WHAT YOU WILL DO
Starting at the first line of the items and going through the line that contains "[[[634,170],[634,80],[620,81],[620,172]]]", reproduce each line word for word.

EXERCISE INPUT

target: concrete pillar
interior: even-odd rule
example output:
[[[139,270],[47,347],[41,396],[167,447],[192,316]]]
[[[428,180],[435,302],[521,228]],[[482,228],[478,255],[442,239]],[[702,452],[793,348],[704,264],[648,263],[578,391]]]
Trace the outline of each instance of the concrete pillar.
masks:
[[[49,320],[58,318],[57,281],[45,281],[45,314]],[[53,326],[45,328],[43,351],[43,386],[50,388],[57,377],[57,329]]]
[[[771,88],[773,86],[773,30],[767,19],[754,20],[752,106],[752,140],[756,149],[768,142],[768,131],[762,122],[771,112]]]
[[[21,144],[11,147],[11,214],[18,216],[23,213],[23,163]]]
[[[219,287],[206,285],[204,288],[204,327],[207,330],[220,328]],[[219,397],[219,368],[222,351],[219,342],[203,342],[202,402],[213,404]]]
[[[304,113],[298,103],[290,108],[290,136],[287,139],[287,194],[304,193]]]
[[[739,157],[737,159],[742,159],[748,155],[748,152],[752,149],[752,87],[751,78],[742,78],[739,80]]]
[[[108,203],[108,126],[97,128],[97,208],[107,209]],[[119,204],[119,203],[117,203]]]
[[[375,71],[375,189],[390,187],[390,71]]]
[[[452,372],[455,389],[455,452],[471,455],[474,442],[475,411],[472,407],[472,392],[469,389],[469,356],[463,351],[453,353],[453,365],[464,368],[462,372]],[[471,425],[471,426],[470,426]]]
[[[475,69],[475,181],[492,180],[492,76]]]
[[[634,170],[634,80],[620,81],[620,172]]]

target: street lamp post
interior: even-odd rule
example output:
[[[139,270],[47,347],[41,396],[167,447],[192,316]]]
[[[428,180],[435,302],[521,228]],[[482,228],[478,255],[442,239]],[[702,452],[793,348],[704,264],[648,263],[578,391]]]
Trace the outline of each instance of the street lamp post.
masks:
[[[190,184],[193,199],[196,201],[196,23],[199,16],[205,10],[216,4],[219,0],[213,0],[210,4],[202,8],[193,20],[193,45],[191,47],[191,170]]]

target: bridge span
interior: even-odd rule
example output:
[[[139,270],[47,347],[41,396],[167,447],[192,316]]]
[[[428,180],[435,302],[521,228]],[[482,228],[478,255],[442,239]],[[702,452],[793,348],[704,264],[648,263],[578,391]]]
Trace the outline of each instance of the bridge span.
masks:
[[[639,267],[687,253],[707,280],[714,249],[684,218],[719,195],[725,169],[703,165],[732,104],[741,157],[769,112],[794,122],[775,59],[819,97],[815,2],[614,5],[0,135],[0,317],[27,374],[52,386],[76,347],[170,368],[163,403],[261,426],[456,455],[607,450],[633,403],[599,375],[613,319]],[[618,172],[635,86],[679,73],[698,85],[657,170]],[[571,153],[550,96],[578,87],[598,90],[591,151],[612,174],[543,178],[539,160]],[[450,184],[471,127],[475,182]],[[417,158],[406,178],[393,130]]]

SOLUTION TO THIS PROBLEM
target: concrete pillar
interior: even-odd rule
example output:
[[[139,270],[47,347],[41,396],[167,447],[192,316]]]
[[[428,180],[435,302],[521,228]],[[482,228],[478,255],[442,239]],[[702,452],[793,348],[704,264],[648,263],[578,391]]]
Trace the outline of each instance of the concrete pillar.
masks:
[[[49,320],[58,318],[57,281],[45,281],[45,314]],[[53,326],[45,328],[43,351],[43,386],[50,388],[57,377],[57,329]]]
[[[771,88],[773,86],[773,30],[767,19],[754,20],[752,106],[752,140],[756,149],[768,142],[768,131],[762,122],[771,112]]]
[[[21,144],[11,147],[11,214],[18,216],[23,213],[23,163]]]
[[[219,287],[206,285],[204,288],[204,327],[207,330],[220,328]],[[219,397],[219,368],[222,351],[219,342],[203,342],[202,402],[213,404]]]
[[[304,113],[298,103],[290,108],[290,136],[287,139],[287,194],[304,193]]]
[[[739,157],[737,159],[742,159],[748,155],[748,152],[752,149],[752,87],[751,78],[742,78],[739,80]]]
[[[108,203],[108,126],[97,128],[97,208],[107,209]],[[119,204],[119,203],[117,203]]]
[[[375,71],[375,189],[390,187],[390,71]]]
[[[452,372],[455,389],[455,452],[471,455],[474,442],[475,411],[472,407],[472,392],[469,389],[469,356],[463,351],[453,353],[453,365],[464,368],[462,372]],[[471,425],[471,426],[470,426]]]
[[[475,69],[475,181],[492,180],[492,76]]]
[[[634,170],[634,80],[620,81],[620,172]]]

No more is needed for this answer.